SOURCE PASSAGE:
Premium
Classical late infantile neuronal ceroid lipofuscinosis fibroblasts are deficient in lysosomal tripeptidyl peptidase I 1
Author(s) -
Vines David J,
Warburton Michael J
Publication year - 1999
Publication title -
febs letters
Language(s) - English
Resource type - Journals
SCImago Journal Rank - 1.593
H-Index - 257
eISSN - 1873-3468
pISSN - 0014-5793
DOI - 10.1016/s0014-5793(98)01683-4
Subject(s) - neuronal ceroid lipofuscinosis , pepstatin , batten disease , tripeptide , biochemistry , lysosomal storage disease , enzyme , lysosome , chemistry , mannose 6 phosphate receptor , proteolysis , microbiology and biotechnology , amino acid , biology , protease , gene
Tripeptidyl peptidase I (TPP‐I) is a lysosomal enzyme that cleaves tripeptides from the N‐terminus of polypeptides. A comparison of TPP‐I amino acid sequences with sequences derived from an EST database suggested that TPP‐I is identical to a pepstatin‐insensitive carboxyl proteinase of unknown specificity which is mutated in classical late infantile neuronal ceroid lipofuscinosis (LINCL), a lysosomal storage disease. Both TPP‐I and the carboxyl proteinase have an M r of about 46 kDa and are, or are predicted to be, resistant to inhibitors of the four major classes of proteinases. Fibroblasts from LINCL patients have less than 5% of the normal TPP‐I activity. The activities of other lysosomal enzymes, including proteinases, are in the normal range. LINCL fibroblasts are also defective at degrading short polypeptides and this defect can be induced in normal fibroblasts by treatment with a specific inhibitor or TPP‐I. These results suggest that the cell damage, especially neuronal, observed in LINCL results from the defective degradation and consequent lysosomal storage of small peptides.

DATASET EXTRACT:
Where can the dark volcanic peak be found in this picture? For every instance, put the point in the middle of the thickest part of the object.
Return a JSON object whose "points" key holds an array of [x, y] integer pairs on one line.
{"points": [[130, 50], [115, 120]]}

WHAT THE TASK ASKS: According to the abstract on late infantile neuronal ceroid lipofuscinosis, how much of the normal TPP‑I activity do fibroblasts from LINCL patients have?

SOLUTION TO THIS TASK: Less than 5% of the normal TPP‑I activity.